Challenge A
Identify every line of the rows below that contains the string "floodlight". Case counts.

Excerpt
········

Evaluate: `int(sin(a-x))/(sinx)dx`

To evaluate the integral \(\int \frac{\sin(a - x)}{\sin x} \, dx\), we can follow these steps: ### Step 1: Use the sine subtraction formula We start by applying the sine subtraction formula: \[ \sin(a - x) = \sin a \cos x - \cos a \sin x. \] Thus, we can rewrite the integral as: \[ \int \frac{\sin(a - x)}{\sin x} \, dx = \int \frac{\sin a \cos x - \cos a \sin x}{\sin x} \, dx. \] ### Step 2: Split the integral Now, we can split the integral into two separate integrals: \[ \int \frac{\sin a \cos x}{\sin x} \, dx - \int \frac{\cos a \sin x}{\sin x} \, dx. \] This simplifies to: \[ \int \sin a \cot x \, dx - \int \cos a \, dx. \] ### Step 3: Factor out constants Since \(\sin a\) and \(\cos a\) are constants with respect to \(x\), we can factor them out of the integrals: \[ \sin a \int \cot x \, dx - \cos a \int 1 \, dx. \] ### Step 4: Evaluate the integrals Now, we evaluate the integrals: 1. The integral of \(\cot x\) is \(\log |\sin x|\). 2. The integral of \(1\) is \(x\). Thus, we have: \[ \sin a \log |\sin x| - \cos a \cdot x + C, \] where \(C\) is the constant of integration. ### Final Answer The final result is: \[ \int \frac{\sin(a - x)}{\sin x} \, dx = \sin a \log |\sin x| - \cos a \cdot x + C. \] ---

········

Excerpted data
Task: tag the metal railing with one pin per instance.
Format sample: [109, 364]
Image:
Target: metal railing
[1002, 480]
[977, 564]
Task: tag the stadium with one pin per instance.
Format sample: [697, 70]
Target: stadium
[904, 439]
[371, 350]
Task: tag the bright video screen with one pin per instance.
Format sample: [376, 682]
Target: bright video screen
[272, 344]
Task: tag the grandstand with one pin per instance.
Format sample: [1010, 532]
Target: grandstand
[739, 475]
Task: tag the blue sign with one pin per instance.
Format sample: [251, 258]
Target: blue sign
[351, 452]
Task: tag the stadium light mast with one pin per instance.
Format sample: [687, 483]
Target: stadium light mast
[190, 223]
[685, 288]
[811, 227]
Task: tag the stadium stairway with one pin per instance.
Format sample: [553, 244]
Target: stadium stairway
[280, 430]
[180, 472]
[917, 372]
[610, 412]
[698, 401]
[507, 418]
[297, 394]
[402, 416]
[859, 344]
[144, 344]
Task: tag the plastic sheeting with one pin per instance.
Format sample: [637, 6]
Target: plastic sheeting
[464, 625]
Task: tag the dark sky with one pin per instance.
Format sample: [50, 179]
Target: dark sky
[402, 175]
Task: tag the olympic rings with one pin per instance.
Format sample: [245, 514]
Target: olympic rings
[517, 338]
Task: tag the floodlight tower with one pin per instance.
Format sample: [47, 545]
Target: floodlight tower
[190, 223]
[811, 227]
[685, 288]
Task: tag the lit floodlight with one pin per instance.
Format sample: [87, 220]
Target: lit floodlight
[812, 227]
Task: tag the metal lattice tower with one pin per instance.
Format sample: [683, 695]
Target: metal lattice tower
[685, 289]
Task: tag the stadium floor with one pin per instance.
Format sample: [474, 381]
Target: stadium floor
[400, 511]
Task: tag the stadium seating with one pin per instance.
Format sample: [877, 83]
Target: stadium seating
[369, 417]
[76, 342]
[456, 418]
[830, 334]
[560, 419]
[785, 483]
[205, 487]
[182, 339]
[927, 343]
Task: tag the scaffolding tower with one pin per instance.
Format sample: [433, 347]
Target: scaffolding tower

········

Challenge B
List the titles of all the numbered steps in the integral solution above.

Exercise result A
Task: tag the floodlight tower with one pin per instance.
Target: floodlight tower
Task: tag the lit floodlight with one pin per instance.
Target: lit floodlight

Exercise result B
1. Use the sine subtraction formula
2. Split the integral
3. Factor out constants
4. Evaluate the integrals